For the most part, today was relatively easy and enjoyable hiking. There was some initial uphill for the first few miles, but once I got that out of the way it was all smooth sailing. I was amazed at how quickly the miles flew by!
This afternoon I experienced my first thundershower on the trail. I could see the clouds rolling in slowly from several miles away, but by 1:00 they hovered over me omniously. I'll be honest, ever since my stormy experience in the San Jacinto mountains, the threat of rain makes me more than a little nervous. I often worry that my water proofing methods won't be sufficient and thus I will put myself at risk for hypothermia. Worse yet, once I heard the deep rumble of thunder I instantly started fretting about being struck by lighting. It's funny, I never worry about lighting strike at home, but that's probably because I'm not strutting around on exposed ridgetops at home.
Those of your reading this may be chuckling to yourselves (or perhaps rolling your eyes) when you come across my rantings about hypothermia and lightning strike. If you're thinking that I worry WAY too much, you're probably right. I often create premature disastor scenarios in my mind's eye as I hike. All I can say in my defense is that I am certified in first aid and CPR. I've been trained to be mindful of the worst case scenarios and thus prepare for them. Okay, I know that's just an excuse, but it's all I've got, haha.
I stopped to drop my pack and water proof my gear (ie. put everything into plastic garbage bags), and hiked on just as the first drops of rain began to fall. I must admit, it was actually kind of refreshing to hike in the rain. The earth smelled clean and the sound of water droplets pattering against the surrounding rock outcroppings was peaceful. By the time I was off the ridge and approaching Manter Creek (13 miles in), I was in high spirits and loving the weather.

+---+

▶ The tasks:
- 1) Answer from the trail journal entry:
(a) By what time did the clouds hover over the writer?
(b) What certifications does the writer hold?
(c) How many miles in was Manter Creek?
- 2) Reproduce the trail journal entry word for word, starting with "For the most" and going on through "miles flew by!".
- 3) Extend the trail journal entry about the rainy hike past its final sentence, keeping the same voice.
The records that follow have nothing to do with the trail journal entry.

▶ Extracted entries:
+---+

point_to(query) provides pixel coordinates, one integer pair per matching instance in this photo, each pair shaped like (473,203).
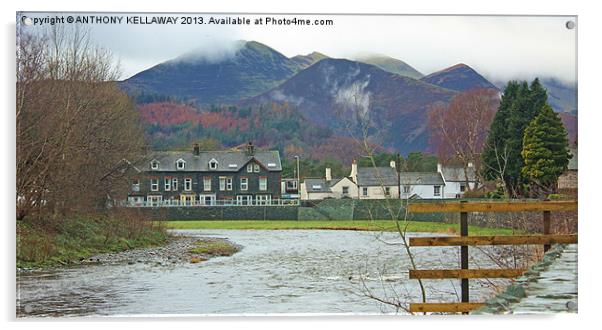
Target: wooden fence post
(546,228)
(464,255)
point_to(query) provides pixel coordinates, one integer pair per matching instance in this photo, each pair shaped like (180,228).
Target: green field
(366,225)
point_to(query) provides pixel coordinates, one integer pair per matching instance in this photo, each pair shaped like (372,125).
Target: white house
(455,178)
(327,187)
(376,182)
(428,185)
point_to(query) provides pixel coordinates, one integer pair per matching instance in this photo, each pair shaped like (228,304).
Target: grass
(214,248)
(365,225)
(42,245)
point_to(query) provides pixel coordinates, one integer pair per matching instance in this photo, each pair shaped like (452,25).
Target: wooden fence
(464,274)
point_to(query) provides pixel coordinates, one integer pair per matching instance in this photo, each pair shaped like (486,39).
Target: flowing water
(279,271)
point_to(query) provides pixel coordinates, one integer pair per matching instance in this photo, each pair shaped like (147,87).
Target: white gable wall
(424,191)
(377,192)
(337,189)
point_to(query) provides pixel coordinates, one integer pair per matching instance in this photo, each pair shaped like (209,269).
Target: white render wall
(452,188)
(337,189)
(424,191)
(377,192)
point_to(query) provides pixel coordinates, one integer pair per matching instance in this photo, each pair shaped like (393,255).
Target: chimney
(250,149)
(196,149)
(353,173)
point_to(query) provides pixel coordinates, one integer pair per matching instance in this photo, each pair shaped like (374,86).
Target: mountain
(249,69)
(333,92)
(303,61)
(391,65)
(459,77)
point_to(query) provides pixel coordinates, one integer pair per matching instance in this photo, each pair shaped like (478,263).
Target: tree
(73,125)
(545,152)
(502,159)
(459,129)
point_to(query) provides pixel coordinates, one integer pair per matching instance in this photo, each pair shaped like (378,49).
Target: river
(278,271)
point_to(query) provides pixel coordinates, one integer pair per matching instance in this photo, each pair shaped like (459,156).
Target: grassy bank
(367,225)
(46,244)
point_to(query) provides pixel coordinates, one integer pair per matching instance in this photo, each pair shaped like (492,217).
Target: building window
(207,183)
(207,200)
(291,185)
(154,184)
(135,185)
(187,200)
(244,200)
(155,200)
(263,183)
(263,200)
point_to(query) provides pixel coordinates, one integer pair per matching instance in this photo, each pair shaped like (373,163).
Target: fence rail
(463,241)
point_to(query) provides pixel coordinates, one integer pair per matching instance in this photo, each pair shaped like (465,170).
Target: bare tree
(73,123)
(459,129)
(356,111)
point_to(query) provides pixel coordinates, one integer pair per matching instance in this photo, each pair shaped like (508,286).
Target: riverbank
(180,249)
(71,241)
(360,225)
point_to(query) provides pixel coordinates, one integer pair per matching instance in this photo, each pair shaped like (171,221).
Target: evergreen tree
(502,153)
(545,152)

+---+

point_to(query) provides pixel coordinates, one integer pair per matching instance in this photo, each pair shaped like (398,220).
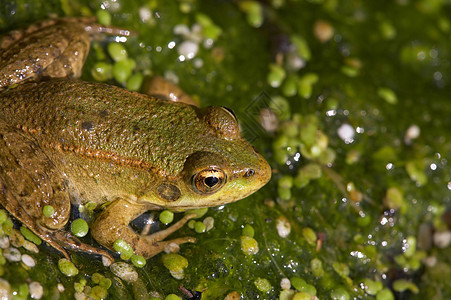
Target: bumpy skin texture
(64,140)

+---+

▶ In response:
- 1)
(a) 1:00
(b) First aid and CPR
(c) 13 miles

- 2)
For the most part, today was relatively easy and enjoyable hiking. There was some initial uphill for the first few miles, but once I got that out of the way it was all smooth sailing. I was amazed at how quickly the miles flew by!

- 3)
I explored the area around the creek and soon discovered Chainsaw resting out of the rain beneath a large tree. He had used his tent foot print to rig up a small tarp-like shelter from the rain and I promptly crawled underneath to join him for lunch.
In all of about 2 seconds, Chainsaw and I found ourselves immersed in our usual favorite topic: food. Burgers, french fries, ice cream, mac and cheese, pie, pasta, chocolate cake and more! As Chainsaw is a chef back in the real world, about 70% of our conversations seem to revolve around food fantasies. Hiking with him is both a gift and a curse, haha. From what my hiking buddy tells me, the Kennedy Meadows general store is small, but should be well stocked with all the hiker favorite high calorie snacks. I can't wait!
Once the rain finally abated, we decided to hike on another 4 miles to the south fork of the Kern River to make camp. That way we would on
ly be a few miles from Kennedy Meadows, and tomorrow (after a quick 2 hour hike) could spend the day whole day relaxing and eating. We made the last 4 miles in great time and set up our tents amongst the delicate wild rose bushes along the bank of the Kern. I was so excited to see my first big Sierra river! It was swollen with rain and flowing swiftly, but Chainsaw reassures me that by the time we need to cross it, it will be via bridge. Thank goodness!